[Natural-language object grounding data]
***

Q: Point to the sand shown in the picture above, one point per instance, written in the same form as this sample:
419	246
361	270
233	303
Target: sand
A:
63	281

***

▸ **To do**:
Which lines of the records above contain the word "sand"? Report each one in full.

▸ **Worked solution**:
Q: Point to the sand shown in the picture above, one point per instance, written in the same form as this sample:
Target: sand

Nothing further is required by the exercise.